### Selected excerpt ###
Welcome to the World of Languages - Your Next Adventure Awaits
Where do you want to be in the world? Wherever that place may be, we can take you there. The Department of Modern Languages and Literatures doesn't just offer foreign language courses. It offers growth, personal challenges, and life experiences. Our courses bring you inside different cultures and allow you to connect with them not just intellectually, but personally. Spanish, French, German, Russian, Czech, Chinese and Japanese are not just sets of grammar rules and vocabulary lists. They are living, breathing organisms that are essential to understanding today's global, multicultural environment. Our job is to take you on a trip around the world. Are you in?
Why Should You Take a Foreign Language?
It has long been our belief that a degree in a modern language will supplement any other degree on this campus. One of our professors found this article online, 7 Languages That Will Make You Big Bucks, that proves this point. All 6 languages mentioned in the article are taught in our department, and the other language - Computer Programming - is also taught in our college. How can it help you? Contact us to find out!
Spotlight on Modern Languages:
Dr. Elizabeth (Liz) Enkin
By Renee Pflughaupt
Dr. Liz Enkin, Assistant Professor of Spanish, is another new face in Modern Languages & Literatures. Enkin’s expertise: psycholinguistics. More specifically, Enkin’s passion rests in studying how the human mind learns a second language and creating teaching tools and techniques catering to these innate processes.
Enkin’s experience with second-language acquisition began at an early age. Her parents immigrated to the United States from St. Petersburg. While Enkin was born in Boston, she was raised speaking nothing but Russian by her grandparents. She set foot in preschool at the age of 5 without knowing a word of English.
The strange thing? Enkin doesn’t remember "learning" English.
### Information provided ###
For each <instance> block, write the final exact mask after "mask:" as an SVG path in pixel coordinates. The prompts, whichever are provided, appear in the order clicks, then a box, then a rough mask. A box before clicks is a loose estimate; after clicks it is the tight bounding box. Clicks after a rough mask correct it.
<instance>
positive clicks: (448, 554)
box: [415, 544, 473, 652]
###
### Information provided ###
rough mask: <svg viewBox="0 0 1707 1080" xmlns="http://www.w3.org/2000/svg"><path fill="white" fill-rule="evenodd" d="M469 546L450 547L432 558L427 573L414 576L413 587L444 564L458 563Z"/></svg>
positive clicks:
###
> Apply what you read
[A] Write out the spotlight on Dr. Enkin from "Spotlight on Modern" up to and including "word of English.", substituting "sociolinguistics" for "psycholinguistics".
[B] Extend the modern languages department page past its last sentence.

> Solved problems
[A]
Spotlight on Modern Languages:
Dr. Elizabeth (Liz) Enkin
By Renee Pflughaupt
Dr. Liz Enkin, Assistant Professor of Spanish, is another new face in Modern Languages & Literatures. Enkin’s expertise: sociolinguistics. More specifically, Enkin’s passion rests in studying how the human mind learns a second language and creating teaching tools and techniques catering to these innate processes.
Enkin’s experience with second-language acquisition began at an early age. Her parents immigrated to the United States from St. Petersburg. While Enkin was born in Boston, she was raised speaking nothing but Russian by her grandparents. She set foot in preschool at the age of 5 without knowing a word of English.

[B]
"I have vague memories of not understanding what was being said to me," she said, "and suddenly understanding in kindergarten." This effortless transition fascinates Enkin to this day.
And it gets more interesting: Enkin is also fluent in Spanish. She can easily switch between Russian, Spanish and English – with a catch. In Spanish, she can pick out a word and translate it – such as a table, la mesa. Not so for Russian.
"When I think in Russian," she said, "it has to be in context. I would have to think ‘I put something on the table’ to remember the word."
These questions drew Enkin to psycholinguistics - in search of answers.
"It will definitely keep me busy," she said. "It’s a never-ending question… we can only theorize what’s going on in your brain."
And now, Enkin is attempting to bring these theories to the classroom.
Her current project is to create a classroom language-learning computer application. This app, once created, is called the Story Maze.
The story maze looks something like this: Two boxes appear on either side of the screen. A word is in one of the boxes. You press the left or right arrow key, based on where the word is.
Then two new boxes appear, each filled with a new word. You press on the right or left arrow key, based on which one feels like it grammatically follows the previous word. The process repeats until you reach the end of the sentence.
The user, by pressing left and right arrow keys, reads a full, linear sentence. Thus, the application’s name: the story maze.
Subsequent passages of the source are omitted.